> [Texte extrait]

+-------+

Contexte historique

La situation politique du début du XIXème siècle est instable et conflictuelle, la jeunesse qui rêve d’une nouvelle révolution progressiste est déçue au moment de l’arrivée de Louis-Philippe au pouvoir. La mixité sociale représente la réalité des quartiers parisiens, cependant les avantages sont principalement entretenus par les aristocrates et les bourgeois. C’est de cette manière que l’évolution du personnage de Raphaël sera représentée au cours du roman. 


Honoré de Balzac

Honoré de Balzac est né en 1799 à Tours, sa famille s’installe à Paris quelques années plus tard, il fera alors des études de droit et sera clerc de notaire avant de renoncer à cette carrière. D’abord sous des pseudonymes, il publie ses premiers romans, mais c’est en 1829 qu’il connaît enfin le succès avec Les Chouans et Physiologie du mariage (publié anonymement). Il développera son activité avec le journalisme et l’imprimerie pour ensuite publier La peau de chagrin, une œuvre qui fera partie du recueil des Romans et contes philosophiques. Pendant le reste de sa vie, il sera principalement rendu célèbre par le projet de la Comédie humaine, une édition complète de ses œuvres qui vise à analyser la nature humaine. Il propose donc d’étudier et de questionner les mœurs des différentes classes sociales de son époque. La peau de chagrin sera intégrée dans la partie Etudes philosophiques de ce recueil. Enfin, Balzac a su se démarquer par le fait de faire apparaître certains de ses personnages dans plusieurs de ses œuvres du recueil de La comédie humaine, ce qui appuie l’analyse de leurs différents parcours.

+-------+

> [Objectif] Résumez le texte extrait en deux phrases.

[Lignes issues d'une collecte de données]
+-------+

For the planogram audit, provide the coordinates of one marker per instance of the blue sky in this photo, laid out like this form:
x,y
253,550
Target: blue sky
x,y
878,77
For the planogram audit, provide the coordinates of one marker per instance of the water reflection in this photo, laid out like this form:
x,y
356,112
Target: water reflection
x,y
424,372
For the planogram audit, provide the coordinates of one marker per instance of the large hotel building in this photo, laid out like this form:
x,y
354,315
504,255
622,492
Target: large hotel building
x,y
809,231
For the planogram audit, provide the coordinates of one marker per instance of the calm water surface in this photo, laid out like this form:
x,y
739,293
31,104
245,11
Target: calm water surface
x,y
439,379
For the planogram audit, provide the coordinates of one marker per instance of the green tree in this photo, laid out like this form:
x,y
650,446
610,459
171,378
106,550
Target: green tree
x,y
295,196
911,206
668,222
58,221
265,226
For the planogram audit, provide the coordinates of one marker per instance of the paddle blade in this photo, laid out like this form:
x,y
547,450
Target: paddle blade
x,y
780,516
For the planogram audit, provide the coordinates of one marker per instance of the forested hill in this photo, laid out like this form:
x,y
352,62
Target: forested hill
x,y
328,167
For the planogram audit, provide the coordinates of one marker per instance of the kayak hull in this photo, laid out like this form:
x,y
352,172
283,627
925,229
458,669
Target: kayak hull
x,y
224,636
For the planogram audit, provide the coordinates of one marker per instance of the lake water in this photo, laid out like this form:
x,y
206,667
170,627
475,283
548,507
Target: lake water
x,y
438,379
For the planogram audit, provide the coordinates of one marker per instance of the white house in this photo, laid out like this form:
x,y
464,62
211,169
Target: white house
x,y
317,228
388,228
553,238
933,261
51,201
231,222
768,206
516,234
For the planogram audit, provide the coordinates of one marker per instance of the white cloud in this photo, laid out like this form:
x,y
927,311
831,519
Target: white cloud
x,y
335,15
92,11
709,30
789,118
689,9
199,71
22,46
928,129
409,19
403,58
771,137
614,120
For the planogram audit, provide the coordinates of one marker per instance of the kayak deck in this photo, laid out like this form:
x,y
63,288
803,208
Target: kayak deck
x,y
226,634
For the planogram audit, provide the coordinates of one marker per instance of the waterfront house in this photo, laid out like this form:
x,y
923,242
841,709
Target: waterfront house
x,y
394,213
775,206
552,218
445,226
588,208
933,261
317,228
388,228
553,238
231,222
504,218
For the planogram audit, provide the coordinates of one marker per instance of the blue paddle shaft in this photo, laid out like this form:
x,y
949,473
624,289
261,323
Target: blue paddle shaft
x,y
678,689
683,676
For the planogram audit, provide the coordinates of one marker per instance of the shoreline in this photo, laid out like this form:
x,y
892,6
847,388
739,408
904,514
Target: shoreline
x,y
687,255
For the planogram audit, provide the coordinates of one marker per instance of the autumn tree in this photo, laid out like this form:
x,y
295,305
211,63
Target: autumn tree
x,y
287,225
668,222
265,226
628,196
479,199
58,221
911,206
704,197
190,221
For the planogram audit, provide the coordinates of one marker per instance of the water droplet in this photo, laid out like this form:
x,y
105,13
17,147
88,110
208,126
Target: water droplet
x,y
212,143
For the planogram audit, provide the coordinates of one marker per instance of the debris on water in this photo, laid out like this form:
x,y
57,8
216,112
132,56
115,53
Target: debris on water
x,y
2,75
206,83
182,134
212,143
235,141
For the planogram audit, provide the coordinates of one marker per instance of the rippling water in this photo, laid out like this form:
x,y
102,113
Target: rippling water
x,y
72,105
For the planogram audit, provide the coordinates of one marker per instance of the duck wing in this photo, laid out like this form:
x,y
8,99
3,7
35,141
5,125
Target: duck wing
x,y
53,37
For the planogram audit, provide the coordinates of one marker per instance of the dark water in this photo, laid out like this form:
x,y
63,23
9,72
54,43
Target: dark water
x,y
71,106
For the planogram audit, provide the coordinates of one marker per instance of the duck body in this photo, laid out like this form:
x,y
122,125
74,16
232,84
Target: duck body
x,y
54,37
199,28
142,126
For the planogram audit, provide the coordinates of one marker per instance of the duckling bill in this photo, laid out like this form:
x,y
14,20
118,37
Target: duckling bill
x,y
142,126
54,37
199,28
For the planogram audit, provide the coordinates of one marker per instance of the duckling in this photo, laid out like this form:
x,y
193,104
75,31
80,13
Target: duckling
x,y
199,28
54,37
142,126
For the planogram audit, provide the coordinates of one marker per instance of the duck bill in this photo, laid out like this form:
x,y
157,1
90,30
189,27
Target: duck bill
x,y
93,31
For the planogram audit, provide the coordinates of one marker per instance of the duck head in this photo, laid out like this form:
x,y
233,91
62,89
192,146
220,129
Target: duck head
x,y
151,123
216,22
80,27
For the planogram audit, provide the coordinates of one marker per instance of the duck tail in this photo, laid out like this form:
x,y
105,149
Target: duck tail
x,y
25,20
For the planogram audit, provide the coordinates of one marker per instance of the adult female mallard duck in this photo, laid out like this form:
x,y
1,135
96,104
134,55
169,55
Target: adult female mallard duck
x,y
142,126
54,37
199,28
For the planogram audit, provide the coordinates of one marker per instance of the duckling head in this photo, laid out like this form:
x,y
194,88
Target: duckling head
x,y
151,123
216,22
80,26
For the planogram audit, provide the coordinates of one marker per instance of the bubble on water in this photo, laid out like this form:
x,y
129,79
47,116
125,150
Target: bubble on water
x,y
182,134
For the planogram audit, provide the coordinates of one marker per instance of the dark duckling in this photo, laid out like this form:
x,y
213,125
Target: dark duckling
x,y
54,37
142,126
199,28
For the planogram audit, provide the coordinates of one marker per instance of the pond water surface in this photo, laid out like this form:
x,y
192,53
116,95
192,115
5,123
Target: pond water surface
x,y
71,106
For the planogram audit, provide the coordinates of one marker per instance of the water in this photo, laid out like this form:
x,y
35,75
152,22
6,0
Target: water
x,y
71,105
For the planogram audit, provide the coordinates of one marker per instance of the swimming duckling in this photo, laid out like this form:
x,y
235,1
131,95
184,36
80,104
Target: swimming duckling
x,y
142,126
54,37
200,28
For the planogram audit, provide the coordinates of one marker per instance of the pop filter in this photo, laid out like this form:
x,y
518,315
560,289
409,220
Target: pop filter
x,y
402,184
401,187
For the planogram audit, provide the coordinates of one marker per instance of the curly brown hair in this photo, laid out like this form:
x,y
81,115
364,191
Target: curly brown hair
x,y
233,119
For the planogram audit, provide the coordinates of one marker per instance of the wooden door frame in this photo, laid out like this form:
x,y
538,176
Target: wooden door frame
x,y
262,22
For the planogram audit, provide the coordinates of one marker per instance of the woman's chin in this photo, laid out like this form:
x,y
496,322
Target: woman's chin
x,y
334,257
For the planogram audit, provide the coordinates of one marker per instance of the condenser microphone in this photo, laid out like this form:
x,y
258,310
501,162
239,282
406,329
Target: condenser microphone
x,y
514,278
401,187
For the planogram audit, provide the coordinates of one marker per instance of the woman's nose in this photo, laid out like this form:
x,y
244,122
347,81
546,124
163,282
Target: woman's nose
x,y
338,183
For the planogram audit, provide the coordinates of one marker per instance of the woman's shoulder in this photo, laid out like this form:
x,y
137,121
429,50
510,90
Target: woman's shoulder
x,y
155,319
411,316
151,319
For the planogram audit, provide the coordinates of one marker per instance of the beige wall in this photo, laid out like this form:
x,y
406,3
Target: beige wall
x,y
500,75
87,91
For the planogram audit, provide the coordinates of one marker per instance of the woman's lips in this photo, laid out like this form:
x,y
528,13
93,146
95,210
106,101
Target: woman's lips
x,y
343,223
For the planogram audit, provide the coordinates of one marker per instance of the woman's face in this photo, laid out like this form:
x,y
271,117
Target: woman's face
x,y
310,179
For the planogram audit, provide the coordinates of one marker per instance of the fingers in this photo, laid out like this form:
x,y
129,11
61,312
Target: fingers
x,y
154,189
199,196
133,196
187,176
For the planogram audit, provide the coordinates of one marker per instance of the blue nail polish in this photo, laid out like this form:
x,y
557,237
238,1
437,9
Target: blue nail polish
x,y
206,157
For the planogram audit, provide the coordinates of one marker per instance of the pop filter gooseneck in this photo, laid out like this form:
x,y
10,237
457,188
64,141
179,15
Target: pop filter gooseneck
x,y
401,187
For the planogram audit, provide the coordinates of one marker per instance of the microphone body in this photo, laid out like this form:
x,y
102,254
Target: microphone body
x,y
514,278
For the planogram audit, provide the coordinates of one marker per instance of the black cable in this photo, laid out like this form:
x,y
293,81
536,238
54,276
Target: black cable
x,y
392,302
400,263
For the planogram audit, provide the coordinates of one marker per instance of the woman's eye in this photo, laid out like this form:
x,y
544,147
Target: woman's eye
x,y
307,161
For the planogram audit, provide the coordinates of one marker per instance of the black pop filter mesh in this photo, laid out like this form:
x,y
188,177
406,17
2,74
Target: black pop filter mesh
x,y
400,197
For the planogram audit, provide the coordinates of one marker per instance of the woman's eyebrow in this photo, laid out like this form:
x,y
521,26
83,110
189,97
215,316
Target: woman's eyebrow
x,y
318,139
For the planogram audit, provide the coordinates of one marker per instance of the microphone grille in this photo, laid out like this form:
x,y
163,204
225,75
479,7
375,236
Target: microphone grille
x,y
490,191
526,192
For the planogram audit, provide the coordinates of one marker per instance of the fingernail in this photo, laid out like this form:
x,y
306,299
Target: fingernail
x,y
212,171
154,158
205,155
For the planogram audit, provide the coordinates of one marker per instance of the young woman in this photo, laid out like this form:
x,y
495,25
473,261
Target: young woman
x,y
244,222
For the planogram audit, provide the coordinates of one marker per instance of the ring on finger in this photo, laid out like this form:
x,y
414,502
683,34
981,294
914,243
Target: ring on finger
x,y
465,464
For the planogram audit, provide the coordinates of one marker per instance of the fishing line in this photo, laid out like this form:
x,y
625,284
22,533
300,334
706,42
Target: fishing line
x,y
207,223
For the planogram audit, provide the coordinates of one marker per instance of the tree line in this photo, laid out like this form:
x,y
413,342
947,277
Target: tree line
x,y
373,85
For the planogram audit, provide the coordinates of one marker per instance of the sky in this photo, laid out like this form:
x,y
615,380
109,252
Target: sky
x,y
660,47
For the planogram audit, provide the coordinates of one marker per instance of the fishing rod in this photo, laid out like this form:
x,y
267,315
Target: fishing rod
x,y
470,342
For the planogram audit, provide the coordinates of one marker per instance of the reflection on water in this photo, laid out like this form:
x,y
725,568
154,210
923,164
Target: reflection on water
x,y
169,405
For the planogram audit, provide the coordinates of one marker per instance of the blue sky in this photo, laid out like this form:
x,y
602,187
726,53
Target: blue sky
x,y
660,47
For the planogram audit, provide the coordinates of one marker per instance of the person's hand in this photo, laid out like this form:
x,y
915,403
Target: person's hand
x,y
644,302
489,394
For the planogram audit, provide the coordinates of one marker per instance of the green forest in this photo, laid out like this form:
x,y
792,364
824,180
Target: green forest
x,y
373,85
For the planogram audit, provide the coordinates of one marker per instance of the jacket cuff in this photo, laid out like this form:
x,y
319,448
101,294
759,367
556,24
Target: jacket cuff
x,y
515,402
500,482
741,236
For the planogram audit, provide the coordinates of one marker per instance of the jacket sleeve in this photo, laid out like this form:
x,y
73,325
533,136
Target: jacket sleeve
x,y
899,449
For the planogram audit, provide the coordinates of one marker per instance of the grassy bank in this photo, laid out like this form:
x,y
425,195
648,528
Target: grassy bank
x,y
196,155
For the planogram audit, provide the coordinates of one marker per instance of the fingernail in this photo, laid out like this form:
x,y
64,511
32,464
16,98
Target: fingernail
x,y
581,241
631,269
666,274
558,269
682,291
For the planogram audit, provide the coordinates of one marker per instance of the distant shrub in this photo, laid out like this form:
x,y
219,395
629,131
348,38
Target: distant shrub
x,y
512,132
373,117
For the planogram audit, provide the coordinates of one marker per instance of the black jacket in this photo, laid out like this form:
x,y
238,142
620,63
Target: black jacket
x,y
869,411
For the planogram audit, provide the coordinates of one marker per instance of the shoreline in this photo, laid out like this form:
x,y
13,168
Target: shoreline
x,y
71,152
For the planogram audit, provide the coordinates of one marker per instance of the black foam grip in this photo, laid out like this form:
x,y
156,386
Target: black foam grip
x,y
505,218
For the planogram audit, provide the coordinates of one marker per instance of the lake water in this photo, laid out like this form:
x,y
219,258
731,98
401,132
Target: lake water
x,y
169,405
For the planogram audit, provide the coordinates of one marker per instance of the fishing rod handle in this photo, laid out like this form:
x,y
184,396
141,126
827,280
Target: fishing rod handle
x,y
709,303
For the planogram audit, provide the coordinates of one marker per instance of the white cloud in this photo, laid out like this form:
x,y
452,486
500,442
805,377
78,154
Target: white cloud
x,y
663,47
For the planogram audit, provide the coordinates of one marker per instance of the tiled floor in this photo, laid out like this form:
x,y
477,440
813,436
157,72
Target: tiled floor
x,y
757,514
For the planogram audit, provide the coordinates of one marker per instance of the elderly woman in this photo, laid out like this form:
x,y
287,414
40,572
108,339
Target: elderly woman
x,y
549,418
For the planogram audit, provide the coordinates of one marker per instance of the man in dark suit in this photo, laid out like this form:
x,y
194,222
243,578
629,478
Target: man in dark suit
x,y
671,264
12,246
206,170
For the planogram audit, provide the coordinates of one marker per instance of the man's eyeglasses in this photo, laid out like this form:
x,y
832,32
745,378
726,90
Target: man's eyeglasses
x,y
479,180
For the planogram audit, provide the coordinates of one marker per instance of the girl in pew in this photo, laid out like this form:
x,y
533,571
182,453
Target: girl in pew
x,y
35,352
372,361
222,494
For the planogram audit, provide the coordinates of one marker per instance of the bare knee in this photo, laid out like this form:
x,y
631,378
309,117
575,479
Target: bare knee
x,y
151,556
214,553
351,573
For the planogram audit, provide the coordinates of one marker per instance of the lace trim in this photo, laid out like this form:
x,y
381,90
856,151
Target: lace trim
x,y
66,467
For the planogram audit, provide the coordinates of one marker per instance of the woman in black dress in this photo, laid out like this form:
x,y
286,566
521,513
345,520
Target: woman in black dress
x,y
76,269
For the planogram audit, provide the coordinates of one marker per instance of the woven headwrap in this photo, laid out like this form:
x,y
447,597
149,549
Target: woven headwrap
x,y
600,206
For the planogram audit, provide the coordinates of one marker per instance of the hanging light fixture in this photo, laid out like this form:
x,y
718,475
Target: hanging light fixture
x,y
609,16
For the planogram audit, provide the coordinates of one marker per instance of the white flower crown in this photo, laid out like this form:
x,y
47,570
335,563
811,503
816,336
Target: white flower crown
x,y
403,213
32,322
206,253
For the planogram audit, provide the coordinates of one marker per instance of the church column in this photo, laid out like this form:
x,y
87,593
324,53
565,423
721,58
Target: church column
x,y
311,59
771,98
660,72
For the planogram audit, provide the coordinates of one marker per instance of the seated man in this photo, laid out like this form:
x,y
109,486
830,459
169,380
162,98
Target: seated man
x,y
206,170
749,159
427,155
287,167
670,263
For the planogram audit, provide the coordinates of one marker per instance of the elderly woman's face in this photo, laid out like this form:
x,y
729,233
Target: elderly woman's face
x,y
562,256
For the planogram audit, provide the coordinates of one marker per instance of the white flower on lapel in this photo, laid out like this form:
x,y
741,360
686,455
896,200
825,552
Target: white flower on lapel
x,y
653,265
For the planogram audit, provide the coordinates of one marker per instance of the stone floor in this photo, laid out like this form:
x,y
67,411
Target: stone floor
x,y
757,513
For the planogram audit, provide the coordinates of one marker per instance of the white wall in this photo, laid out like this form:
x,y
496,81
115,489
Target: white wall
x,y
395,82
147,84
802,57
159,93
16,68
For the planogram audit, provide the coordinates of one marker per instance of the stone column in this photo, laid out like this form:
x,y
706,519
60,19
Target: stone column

+-------+

> [Réponse] Au début du XIXe siècle, la situation politique est instable et la jeunesse, qui rêve d'une nouvelle révolution progressiste, est déçue par l'arrivée de Louis-Philippe au pouvoir, tandis que les avantages restent surtout aux aristocrates et aux bourgeois. Né en 1799 à Tours, Honoré de Balzac connaît le succès en 1829 avec Les Chouans et Physiologie du mariage, puis devient célèbre grâce à la Comédie humaine, une édition complète de ses œuvres qui étudie les mœurs des classes sociales de son époque et où La peau de chagrin figure dans les Études philosophiques.